● **Work instructions**
Go through the data underneath and copy every line exactly.

[Opening Record extracts section]

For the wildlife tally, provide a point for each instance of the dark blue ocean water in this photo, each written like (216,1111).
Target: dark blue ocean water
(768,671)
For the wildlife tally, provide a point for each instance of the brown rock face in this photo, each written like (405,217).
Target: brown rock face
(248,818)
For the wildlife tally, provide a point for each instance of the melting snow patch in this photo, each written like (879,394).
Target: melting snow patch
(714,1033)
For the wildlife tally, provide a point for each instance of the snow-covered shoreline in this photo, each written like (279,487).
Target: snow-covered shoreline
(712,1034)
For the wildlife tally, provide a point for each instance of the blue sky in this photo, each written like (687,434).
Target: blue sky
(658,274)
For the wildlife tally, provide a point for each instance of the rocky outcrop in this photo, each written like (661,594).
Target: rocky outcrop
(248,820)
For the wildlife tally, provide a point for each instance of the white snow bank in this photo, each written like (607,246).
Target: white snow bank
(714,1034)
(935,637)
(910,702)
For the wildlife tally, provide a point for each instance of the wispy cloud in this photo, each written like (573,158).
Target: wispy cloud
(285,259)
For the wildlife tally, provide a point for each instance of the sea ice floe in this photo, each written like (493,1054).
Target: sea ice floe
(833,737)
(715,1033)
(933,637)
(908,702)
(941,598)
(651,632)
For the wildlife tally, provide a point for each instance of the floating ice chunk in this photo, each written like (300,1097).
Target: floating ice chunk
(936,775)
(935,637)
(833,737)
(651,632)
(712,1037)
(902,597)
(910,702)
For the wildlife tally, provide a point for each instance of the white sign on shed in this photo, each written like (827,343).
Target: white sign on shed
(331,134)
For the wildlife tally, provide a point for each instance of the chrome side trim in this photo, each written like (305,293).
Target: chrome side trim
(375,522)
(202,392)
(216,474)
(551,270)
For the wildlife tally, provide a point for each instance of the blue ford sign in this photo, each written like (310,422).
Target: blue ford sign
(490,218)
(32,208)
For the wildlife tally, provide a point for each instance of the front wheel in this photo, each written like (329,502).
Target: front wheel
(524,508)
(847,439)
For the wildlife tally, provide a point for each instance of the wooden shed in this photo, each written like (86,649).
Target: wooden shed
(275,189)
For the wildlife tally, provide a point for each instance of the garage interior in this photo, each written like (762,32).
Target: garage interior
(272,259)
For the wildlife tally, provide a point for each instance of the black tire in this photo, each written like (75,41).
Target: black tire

[Closing Record extracts section]

● **Result of the exercise**
For the wildlife tally, provide a point for each instance of the dark blue ocean water in this photo, each written like (216,1111).
Target: dark blue ocean water
(768,671)
For the wildlife tally, provide a point for each instance of the brown rock face in this photo, each written like (405,217).
Target: brown rock face
(248,818)
For the wildlife tally, provide a point for each instance of the melting snow patch in this photo, each written like (879,394).
Target: melting snow patch
(714,1033)
For the wildlife tally, provide a point for each instance of the snow-covered shoreline in this photo, each written like (279,487).
Target: snow-covered shoreline
(712,1034)
For the wildlife tally, provide a point for each instance of the blue sky in this photo, each written like (687,434).
Target: blue sky
(658,274)
For the wildlife tally, provide a point for each instance of the rocky outcrop in this photo, each written like (661,594).
Target: rocky outcrop
(248,820)
For the wildlife tally, provide a point for each instance of the white snow bank in this photo, each written like (607,246).
Target: white snow bank
(714,1034)
(935,637)
(910,702)
For the wildlife tally, provide a point for each instance of the wispy cloud in this photo, each written like (573,158).
Target: wispy cloud
(285,259)
For the wildlife tally, provide a point for each instance of the sea ice floe in this photo, each written like (493,1054).
Target: sea ice floe
(833,737)
(715,1033)
(933,637)
(908,702)
(941,598)
(651,632)
For the wildlife tally, provide a point for each instance of the floating ice chunk in this photo, each written like (300,1097).
Target: floating ice chunk
(936,775)
(935,637)
(833,737)
(651,632)
(712,1037)
(902,597)
(910,702)
For the wildlife tally, provide a point for each instance of the white sign on shed in this photo, each written like (827,343).
Target: white sign on shed
(331,134)
For the wildlife tally, provide a point for each instance of the chrome side trim in this photo, each written like (305,293).
Target: chrome side trim
(375,522)
(202,392)
(216,474)
(551,270)
For the wildlife tally, provide a point for each instance of the blue ford sign in this photo, each written like (310,422).
Target: blue ford sign
(490,218)
(32,208)
For the wildlife tally, provide a point for each instance of the front wheel in this photo, each written like (329,502).
Target: front wheel
(524,508)
(847,439)
For the wildlife tally, provide a point for each instance of the wooden shed in this photo, each written like (86,649).
Target: wooden shed
(275,189)
For the wildlife tally, provide a point for each instance of the garage interior in this photo, each written like (762,32).
Target: garage interior
(272,259)
For the wildlife tally, provide a point for each instance of the black tire in this photo, each written like (75,41).
Target: black tire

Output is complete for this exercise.